• **Consignes de l'exercice**:
[a] Dans le billet sur les documentaires, réécrivez le passage allant de « Chelovek s kino-apparatom » jusqu'à « voir le lien ! » inclus, en substituant « formation réduite » à « grand orchestre ».
[b] Prolongez la liste du billet sur les 24 documentaires en reprenant après sa dernière phrase.

• **Extrait du document**:
════════════════════
Mes 24 documentaires résonnants


Il y a peu j'avais listé les "24 films que j'ai encore envie de projeter à des amis qui ne les connaissent pas ou qui auraient comme moi envie de les revoir." J'avais volontairement omis les documentaires, citant néanmoins Ceux de chez nous de Sacha Guitry, A Movie de Bruce Conner et Histoire(s) du cinéma de Jean-Luc Godard qui sont essentiellement des montages d'archives, ainsi que l'autofiction Thème Je de Françoise Romand et le court métrage L'île aux fleurs de Jorge Furtado. C'est bien la frontière ténue entre fiction et documentaire qui m'intéresse, que l'on en apprenne autant dans les fictions et que les documentaires soient mis en scène avec les ressources qu'offre le cinématographe. J'ai donc cette fois sélectionné 24 nouveaux films qui me touchent particulièrement. Il ne s'agit pas de pointer les meilleurs, mais ceux qui subjectivement font vibrer quelque chose en moi comme une corde sympathique.

Chelovek s kino-apparatom (L'homme à la caméra), Dziga Vertov, 1929 - ce n'est pas un hasard si avec Un Drame Musical Instantané nous l'avons accompagné en grand orchestre, l'idée étant de reconstituer le Laboratoire de l'ouïe de Vertov, voir le lien !
Tabu (Tabou), F.W. Murnau, 1931 - malédiction !
════════════════════
• **Données fournies**:
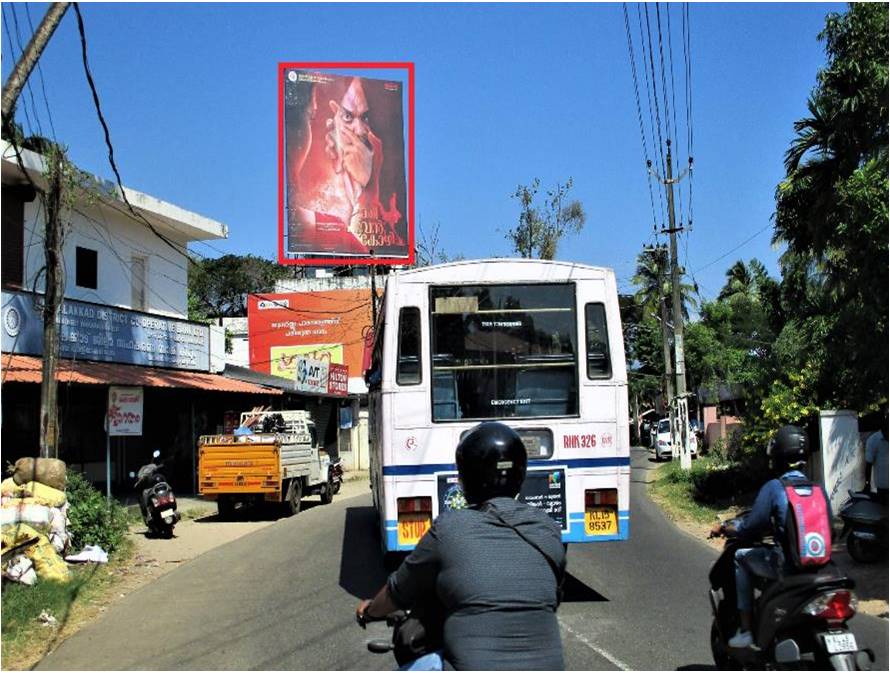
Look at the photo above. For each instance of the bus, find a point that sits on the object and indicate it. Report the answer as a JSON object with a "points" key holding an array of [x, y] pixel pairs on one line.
{"points": [[534, 344]]}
════════════════════
• **Corrigé de l'exercice**:
[a]
Chelovek s kino-apparatom (L'homme à la caméra), Dziga Vertov, 1929 - ce n'est pas un hasard si avec Un Drame Musical Instantané nous l'avons accompagné en formation réduite, l'idée étant de reconstituer le Laboratoire de l'ouïe de Vertov, voir le lien !

[b]
Les maîtres fous, Jean Rouch, 1955 - après une scène de transe, les plus beaux sourires jamais filmés. Voir le film !
Lourdes et ses miracles, Georges Rouquier, 1955 - cette commande du Diocèse n'a pas effacé l'humour de Rouquier, un miracle !
Nuit et brouillard, Alain Resnais, 1956 - pour les derniers mots de Jean Cayrol...
Come Back, Africa, Lionel Rogosin, 1959 - docu-fiction tourné clandestinement pendant l'apartheid, avec la jeune et sublime Myriam Makeba, voir le lien !
The Savage Eye, Ben Maddow, Sidney Meyers et Joseph Strick, 1959 - d'une invention à couper le souffle, aussi pour la voix off et la musique, voir le lien !
Pasolini l'enragé, Jean-André Fieschi, 1966 - un témoignage inestimable de Jean-André qui fut mon maître et de P.P.P. en français à ses débuts, voir le film !
Tarva Yeghanaknere ou Vremena goda (Les saisons), Artavazd Pelechian, 1972 - voir l'article, poème symphonique en hommage à la nature, voir le film !
Fellini Roma, Frederico Fellini, 1972 - j'ai toujours préféré ses faux documentaires à ses vraies fictions, comme Les clowns et Prova d'orchestra...
Télévision ou Jacques Lacan : La psychanalyse, Benoit Jacquot, 1973 - fascinant, on a l'impression qu'on pourrait devenir intelligent, voir le film !
Genèse d'un repas, Luc Moullet, 1978 - j'aurais pu choisir Anatomie d'un rapport ou Essai d'ouverture, mais celui-ci est une critique fantastique et si drôle de notre civilisation marchande.
Filming Othello, Orson Welles, 1978 - un making of passionnant avant la lettre, voir le film ! J'aurais pu choisir tout aussi bien F For Fake (Vérités et mensonges) dont le titre justifie le tour de passe-passe sur l'illustration de cet article. Il me manque d'ailleurs pas mal de boîtiers à prendre en photo...
Mix-Up ou Méli-Mélo, Françoise Romand, 1985 - j'ai choisi son premier plutôt que Appelez-moi Madame parce que sa complicité avec ses acteurs est encore plus évidente dans sa mise en scène du réel. Voir le lien !
L'abécédaire de Gilles Deleuze, Pierre-André Boutang, 1988 - un souvenir d'Arte des débuts...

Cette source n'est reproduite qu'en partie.